[Position identification records]
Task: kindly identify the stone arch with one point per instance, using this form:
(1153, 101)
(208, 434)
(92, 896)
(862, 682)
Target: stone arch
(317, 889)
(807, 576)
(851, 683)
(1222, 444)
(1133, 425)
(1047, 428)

What you have to do: Return every one of the records above without any change, reproducing each line in its original form.

Solution to this problem:
Task: kindly identify the stone arch with one point per instance, using this form:
(1153, 101)
(208, 434)
(92, 896)
(862, 682)
Target: stone arch
(317, 889)
(807, 576)
(851, 683)
(1222, 444)
(1133, 425)
(1047, 428)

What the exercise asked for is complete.